**What to do**
Retype the listing in full. Change nothing.

==*==

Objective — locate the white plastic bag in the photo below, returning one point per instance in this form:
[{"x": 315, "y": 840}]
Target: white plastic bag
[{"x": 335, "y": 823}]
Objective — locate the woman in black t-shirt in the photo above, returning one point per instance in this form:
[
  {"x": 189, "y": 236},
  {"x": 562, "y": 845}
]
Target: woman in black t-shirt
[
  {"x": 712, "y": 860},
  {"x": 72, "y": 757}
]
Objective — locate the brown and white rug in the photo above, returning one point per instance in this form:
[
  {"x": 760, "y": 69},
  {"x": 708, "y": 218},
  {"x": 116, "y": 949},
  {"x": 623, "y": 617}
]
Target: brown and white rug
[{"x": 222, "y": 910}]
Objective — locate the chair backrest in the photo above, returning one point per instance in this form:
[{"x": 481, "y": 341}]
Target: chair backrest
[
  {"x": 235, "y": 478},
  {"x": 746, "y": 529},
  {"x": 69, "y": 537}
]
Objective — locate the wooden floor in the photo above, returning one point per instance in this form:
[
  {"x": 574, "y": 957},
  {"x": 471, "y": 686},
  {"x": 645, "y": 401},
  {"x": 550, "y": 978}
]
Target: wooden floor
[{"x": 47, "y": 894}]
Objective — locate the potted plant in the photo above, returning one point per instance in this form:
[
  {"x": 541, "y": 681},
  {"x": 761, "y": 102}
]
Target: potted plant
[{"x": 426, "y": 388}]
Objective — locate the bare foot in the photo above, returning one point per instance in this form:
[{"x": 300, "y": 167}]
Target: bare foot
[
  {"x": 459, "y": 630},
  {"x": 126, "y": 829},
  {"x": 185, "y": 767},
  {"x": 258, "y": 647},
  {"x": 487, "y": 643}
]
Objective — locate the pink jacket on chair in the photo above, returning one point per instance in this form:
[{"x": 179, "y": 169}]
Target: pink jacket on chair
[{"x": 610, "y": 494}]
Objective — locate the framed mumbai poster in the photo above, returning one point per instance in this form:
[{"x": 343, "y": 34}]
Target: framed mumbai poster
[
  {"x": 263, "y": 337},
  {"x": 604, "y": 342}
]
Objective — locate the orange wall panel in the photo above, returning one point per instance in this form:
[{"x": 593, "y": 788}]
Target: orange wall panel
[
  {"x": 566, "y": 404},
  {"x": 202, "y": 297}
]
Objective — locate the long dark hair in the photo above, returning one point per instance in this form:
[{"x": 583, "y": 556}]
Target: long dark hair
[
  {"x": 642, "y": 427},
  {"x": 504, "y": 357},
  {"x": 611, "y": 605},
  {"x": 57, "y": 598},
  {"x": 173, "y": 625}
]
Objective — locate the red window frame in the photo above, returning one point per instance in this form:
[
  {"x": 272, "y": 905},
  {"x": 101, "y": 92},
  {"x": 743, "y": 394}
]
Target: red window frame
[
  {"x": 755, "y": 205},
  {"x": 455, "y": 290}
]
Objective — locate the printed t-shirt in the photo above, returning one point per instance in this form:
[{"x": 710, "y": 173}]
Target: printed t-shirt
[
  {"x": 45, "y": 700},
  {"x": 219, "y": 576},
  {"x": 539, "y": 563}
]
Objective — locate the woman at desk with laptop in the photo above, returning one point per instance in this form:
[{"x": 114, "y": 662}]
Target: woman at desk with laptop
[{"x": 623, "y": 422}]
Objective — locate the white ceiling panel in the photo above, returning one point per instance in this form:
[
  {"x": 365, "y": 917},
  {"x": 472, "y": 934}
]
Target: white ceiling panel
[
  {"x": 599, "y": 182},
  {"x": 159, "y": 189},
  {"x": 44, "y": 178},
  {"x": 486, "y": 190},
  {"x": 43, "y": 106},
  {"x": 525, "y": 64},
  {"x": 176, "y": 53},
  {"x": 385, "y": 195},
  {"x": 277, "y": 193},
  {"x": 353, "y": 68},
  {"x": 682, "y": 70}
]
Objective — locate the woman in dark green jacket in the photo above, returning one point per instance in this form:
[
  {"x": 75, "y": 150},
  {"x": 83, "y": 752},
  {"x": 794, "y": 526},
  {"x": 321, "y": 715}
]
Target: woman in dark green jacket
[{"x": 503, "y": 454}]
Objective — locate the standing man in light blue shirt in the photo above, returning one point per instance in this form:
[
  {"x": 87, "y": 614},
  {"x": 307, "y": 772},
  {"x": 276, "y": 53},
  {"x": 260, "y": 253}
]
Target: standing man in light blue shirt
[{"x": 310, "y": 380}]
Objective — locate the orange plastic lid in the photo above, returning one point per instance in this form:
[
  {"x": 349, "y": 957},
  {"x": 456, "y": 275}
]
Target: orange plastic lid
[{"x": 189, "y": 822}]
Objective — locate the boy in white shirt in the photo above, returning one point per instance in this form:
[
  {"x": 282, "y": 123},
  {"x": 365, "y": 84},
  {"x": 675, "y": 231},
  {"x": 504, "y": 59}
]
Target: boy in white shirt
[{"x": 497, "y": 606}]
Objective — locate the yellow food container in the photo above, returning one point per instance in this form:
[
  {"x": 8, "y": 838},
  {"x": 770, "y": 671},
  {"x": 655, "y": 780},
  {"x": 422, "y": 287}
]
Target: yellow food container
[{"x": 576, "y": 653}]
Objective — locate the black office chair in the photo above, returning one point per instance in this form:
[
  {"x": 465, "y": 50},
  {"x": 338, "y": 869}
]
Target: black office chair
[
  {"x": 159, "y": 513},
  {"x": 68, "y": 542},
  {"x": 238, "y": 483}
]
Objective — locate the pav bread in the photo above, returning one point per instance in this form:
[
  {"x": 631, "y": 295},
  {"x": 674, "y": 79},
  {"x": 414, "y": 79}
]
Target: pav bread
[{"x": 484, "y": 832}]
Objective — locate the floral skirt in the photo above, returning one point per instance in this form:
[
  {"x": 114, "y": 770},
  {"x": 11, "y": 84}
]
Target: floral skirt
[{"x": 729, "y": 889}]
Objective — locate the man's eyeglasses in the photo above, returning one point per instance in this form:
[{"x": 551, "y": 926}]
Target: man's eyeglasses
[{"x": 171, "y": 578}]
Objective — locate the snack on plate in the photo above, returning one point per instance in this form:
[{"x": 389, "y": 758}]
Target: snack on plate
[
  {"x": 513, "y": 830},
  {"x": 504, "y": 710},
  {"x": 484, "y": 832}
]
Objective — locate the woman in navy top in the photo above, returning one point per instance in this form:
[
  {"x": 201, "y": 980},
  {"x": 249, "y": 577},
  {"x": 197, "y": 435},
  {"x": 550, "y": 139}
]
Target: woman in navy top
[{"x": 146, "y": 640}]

==*==

**Output of the exercise**
Objective — locate the white plastic bag in the photo below, returning one point per instance in this form:
[{"x": 315, "y": 840}]
Target: white plastic bag
[{"x": 335, "y": 823}]
Objective — locate the woman in black t-shirt in the photo above, returning one point per instance in this form:
[
  {"x": 189, "y": 236},
  {"x": 562, "y": 845}
]
Target: woman in black t-shirt
[
  {"x": 712, "y": 860},
  {"x": 72, "y": 757}
]
Objective — locate the brown and white rug in the photo above, returning one point per instance in this form:
[
  {"x": 760, "y": 69},
  {"x": 708, "y": 218},
  {"x": 116, "y": 949},
  {"x": 623, "y": 617}
]
Target: brown and white rug
[{"x": 222, "y": 910}]
Objective — locate the chair backrest in the photo above, returning one point per instance in this form:
[{"x": 481, "y": 341}]
Target: chair backrest
[
  {"x": 235, "y": 478},
  {"x": 746, "y": 529},
  {"x": 69, "y": 537}
]
Objective — locate the wooden floor in the photo above, returning one point per instance in this form:
[
  {"x": 574, "y": 957},
  {"x": 471, "y": 686},
  {"x": 645, "y": 401},
  {"x": 550, "y": 978}
]
Target: wooden floor
[{"x": 47, "y": 894}]
Objective — locate the potted plant in the photo above, returning one point per instance in this form:
[
  {"x": 541, "y": 681},
  {"x": 761, "y": 102}
]
Target: potted plant
[{"x": 426, "y": 388}]
Objective — locate the bare foot in the photo above, returning one point per instance in this form:
[{"x": 300, "y": 167}]
Target: bare foot
[
  {"x": 459, "y": 630},
  {"x": 126, "y": 829},
  {"x": 185, "y": 767},
  {"x": 258, "y": 647},
  {"x": 487, "y": 643}
]
Objective — locate the pink jacket on chair in the photo above, returning one point per instance in this form:
[{"x": 179, "y": 169}]
Target: pink jacket on chair
[{"x": 610, "y": 494}]
Objective — locate the framed mumbai poster in the photo above, returning one point per instance in this form:
[{"x": 343, "y": 34}]
Target: framed mumbai poster
[
  {"x": 263, "y": 337},
  {"x": 604, "y": 342}
]
Objective — locate the orange wall panel in the photo above, returning one point per instance in this form:
[{"x": 593, "y": 788}]
Target: orange wall panel
[
  {"x": 566, "y": 404},
  {"x": 202, "y": 297}
]
Objective — locate the long dark hair in the photo above, returning one point per instance in this form:
[{"x": 583, "y": 556}]
Target: long dark hair
[
  {"x": 642, "y": 427},
  {"x": 504, "y": 357},
  {"x": 611, "y": 605},
  {"x": 57, "y": 598},
  {"x": 173, "y": 625}
]
Objective — locate the red window frame in the photo above, returning one point per instance in this form:
[
  {"x": 272, "y": 905},
  {"x": 101, "y": 92},
  {"x": 743, "y": 394}
]
Target: red window frame
[
  {"x": 755, "y": 205},
  {"x": 455, "y": 290}
]
Objective — locate the printed t-shirt in the photo above, returning one point per instance in this form:
[{"x": 710, "y": 173}]
Target: printed t-shirt
[
  {"x": 45, "y": 700},
  {"x": 219, "y": 576},
  {"x": 539, "y": 563}
]
Objective — locate the woman at desk with laptop in the photo above, returning one point per instance in this form:
[{"x": 114, "y": 662}]
Target: woman at desk with laptop
[{"x": 623, "y": 422}]
Objective — locate the white ceiling panel in the photo above, returning one point per instance in this form:
[
  {"x": 365, "y": 917},
  {"x": 472, "y": 934}
]
Target: white ceiling panel
[
  {"x": 599, "y": 182},
  {"x": 159, "y": 189},
  {"x": 44, "y": 178},
  {"x": 486, "y": 190},
  {"x": 43, "y": 106},
  {"x": 525, "y": 64},
  {"x": 176, "y": 53},
  {"x": 385, "y": 195},
  {"x": 277, "y": 193},
  {"x": 353, "y": 68},
  {"x": 682, "y": 70}
]
Objective — locate the woman in dark green jacket in the photo above, returning one point per instance in this form:
[
  {"x": 75, "y": 150},
  {"x": 83, "y": 752},
  {"x": 794, "y": 526},
  {"x": 321, "y": 715}
]
Target: woman in dark green jacket
[{"x": 503, "y": 454}]
Objective — locate the standing man in light blue shirt in the photo above, returning one point per instance in this form:
[
  {"x": 87, "y": 614},
  {"x": 307, "y": 772},
  {"x": 276, "y": 53},
  {"x": 260, "y": 253}
]
Target: standing man in light blue shirt
[{"x": 310, "y": 380}]
Objective — locate the orange plastic lid in the photo above, returning one point per instance in this form:
[
  {"x": 349, "y": 957},
  {"x": 456, "y": 275}
]
Target: orange plastic lid
[{"x": 189, "y": 822}]
Objective — locate the boy in white shirt in the photo above, returning one point per instance in this form:
[
  {"x": 282, "y": 123},
  {"x": 365, "y": 84},
  {"x": 675, "y": 231},
  {"x": 504, "y": 59}
]
Target: boy in white shirt
[{"x": 497, "y": 606}]
Objective — locate the yellow food container in the photo above, returning one point per instance in this form:
[
  {"x": 8, "y": 838},
  {"x": 770, "y": 671},
  {"x": 655, "y": 780},
  {"x": 422, "y": 287}
]
Target: yellow food container
[{"x": 576, "y": 653}]
Objective — locate the black office chair in the photo above, returning one point per instance in this form:
[
  {"x": 465, "y": 50},
  {"x": 338, "y": 869}
]
Target: black office chair
[
  {"x": 159, "y": 513},
  {"x": 68, "y": 542},
  {"x": 238, "y": 483}
]
Objective — locate the pav bread in the photo above, returning one point per instance in this form:
[
  {"x": 631, "y": 295},
  {"x": 674, "y": 79},
  {"x": 414, "y": 79}
]
Target: pav bread
[{"x": 484, "y": 832}]
Objective — locate the floral skirt in the photo above, returning one point per instance in this form:
[
  {"x": 114, "y": 770},
  {"x": 11, "y": 84}
]
Target: floral skirt
[{"x": 729, "y": 889}]
Objective — locate the man's eyeglasses in the photo above, returning one point per instance in this form:
[{"x": 551, "y": 926}]
Target: man's eyeglasses
[{"x": 171, "y": 578}]
Objective — locate the snack on plate in the photo above, returning one point per instance in this form:
[{"x": 389, "y": 758}]
Target: snack on plate
[
  {"x": 513, "y": 830},
  {"x": 504, "y": 710},
  {"x": 484, "y": 832}
]
Objective — locate the woman in navy top in the photo above, returning one point per instance in this form:
[
  {"x": 201, "y": 980},
  {"x": 249, "y": 577},
  {"x": 197, "y": 435},
  {"x": 550, "y": 139}
]
Target: woman in navy top
[{"x": 146, "y": 640}]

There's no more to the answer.